**STATED EXERCISE 1:** Format the part of the rows that opens with the line containing "Where can the low" and closes with the line containing "point(62, 73)" as a Markdown table with the columns No. and Line. Number each line and leave out blank lines.

**SELECTED TEXT:**
--- BEGIN ---

"Scandalous" (modified to "Scandalous!" for single release) is the eighth track on Prince's soundtrack album Batman and was released as the album's fourth single, five months after the album was released. The music is attributed to Prince and his father, John L. Nelson. A maxi single was released after the single titled The Scandalous Sex Suite, which contained a three-part 19-minute suite of the song "Scandalous", with the three parts named The Crime, The Passion, and The Rapture. Kim Basinger, who was dating Prince at time and who also played the character Vicki Vale in Batman, also appeared on the maxi single.

Music video
The music video features Prince in a red sleeveless outfit doing tricks with the microphone. It ends with him leaving the microphone and holding his arms up.

--- END ---

**EXERCISE MATERIALS:**
--- BEGIN ---

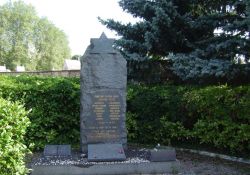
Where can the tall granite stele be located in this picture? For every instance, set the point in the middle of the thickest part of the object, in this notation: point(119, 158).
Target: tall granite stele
point(103, 94)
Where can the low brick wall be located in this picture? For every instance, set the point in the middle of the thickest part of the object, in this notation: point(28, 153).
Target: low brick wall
point(144, 72)
point(62, 73)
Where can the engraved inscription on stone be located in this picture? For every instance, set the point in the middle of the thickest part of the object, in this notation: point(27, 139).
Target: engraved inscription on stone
point(104, 123)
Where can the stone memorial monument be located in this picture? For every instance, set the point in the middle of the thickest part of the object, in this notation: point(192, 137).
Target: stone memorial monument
point(103, 96)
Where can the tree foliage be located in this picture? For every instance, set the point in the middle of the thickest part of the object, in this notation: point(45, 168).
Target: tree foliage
point(26, 39)
point(185, 27)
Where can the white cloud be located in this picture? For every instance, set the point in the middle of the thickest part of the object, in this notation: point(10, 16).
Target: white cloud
point(78, 18)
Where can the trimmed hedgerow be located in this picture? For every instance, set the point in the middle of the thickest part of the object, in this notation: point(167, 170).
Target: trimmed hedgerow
point(55, 104)
point(13, 124)
point(216, 115)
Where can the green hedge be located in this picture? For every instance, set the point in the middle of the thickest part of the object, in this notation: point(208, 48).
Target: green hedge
point(213, 115)
point(167, 114)
point(13, 124)
point(55, 104)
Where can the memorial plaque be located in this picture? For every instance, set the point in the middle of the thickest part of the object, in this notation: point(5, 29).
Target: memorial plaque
point(50, 150)
point(103, 94)
point(104, 123)
point(105, 152)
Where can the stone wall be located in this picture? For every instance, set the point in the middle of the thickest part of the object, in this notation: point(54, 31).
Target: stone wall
point(146, 72)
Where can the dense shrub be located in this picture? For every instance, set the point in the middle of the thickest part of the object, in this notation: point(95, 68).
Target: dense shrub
point(217, 115)
point(213, 115)
point(13, 124)
point(55, 104)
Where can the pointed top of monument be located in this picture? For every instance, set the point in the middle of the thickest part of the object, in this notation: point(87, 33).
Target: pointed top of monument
point(103, 36)
point(102, 45)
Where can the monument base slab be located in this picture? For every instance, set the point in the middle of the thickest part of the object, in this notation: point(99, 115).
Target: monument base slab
point(105, 152)
point(109, 169)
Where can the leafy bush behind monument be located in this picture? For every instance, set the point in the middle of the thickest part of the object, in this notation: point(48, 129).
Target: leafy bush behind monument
point(13, 124)
point(216, 115)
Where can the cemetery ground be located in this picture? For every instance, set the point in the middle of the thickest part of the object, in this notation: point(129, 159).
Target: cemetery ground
point(191, 163)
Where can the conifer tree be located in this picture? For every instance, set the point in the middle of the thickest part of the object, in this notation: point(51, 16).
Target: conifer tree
point(206, 29)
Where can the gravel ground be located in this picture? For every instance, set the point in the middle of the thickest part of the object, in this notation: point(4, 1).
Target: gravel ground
point(191, 163)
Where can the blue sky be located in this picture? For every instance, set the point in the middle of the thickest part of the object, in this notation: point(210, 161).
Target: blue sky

--- END ---

**STATED EXERCISE 2:** Resume the text on Prince's song "Scandalous" after its last sentence.

**RESULT 1:**
| No. | Line |
|---|---|
| 1 | Where can the low brick wall be located in this picture? For every instance, set the point in the middle of the thickest part of the object, in this notation: point(28, 153). |
| 2 | Target: low brick wall |
| 3 | point(144, 72) |
| 4 | point(62, 73) |

**RESULT 2:**
Critical reception
Music & Media wrote: "The slowest track from Batman is a good enough number but it is a long way from his best".

Track listings
7-inch single (Scandalous!)
"Scandalous!" (edit) – 4:12
"When 2 R in Love" – 3:58

12-inch/CD single (The Scandalous Sex Suite)
"The Crime" – 6:25
"The Passion" – 6:20
"The Rapture" – 6:30
"Sex (The 80's Are Over and the Time Has Come 4 Monogamy and Trust)" – 6:56
"When 2 R in Love" – 3:58
"Partyman" (The Purple Party Mix) – 6:02 (Japan EP bonus track)
"Partyman" (Partyman Music Mix Remix) – 4:31 (Japan EP bonus track)
"Partyman" (The Video Mix) – 6:20 (Japan EP bonus track)
"Feel U Up" (Short Stroke) – 3:42 (Japan EP bonus track)

Charts

References

1989 songs
1989 singles
Prince (musician) songs
Songs written by Prince (musician)
Song recordings produced by Prince (musician)
Warner Records singles
Songs written for films
Batman (1989 film series)
Batman music
1989 debut EPs
Prince (musician) EPs
Albums produced by Prince (musician)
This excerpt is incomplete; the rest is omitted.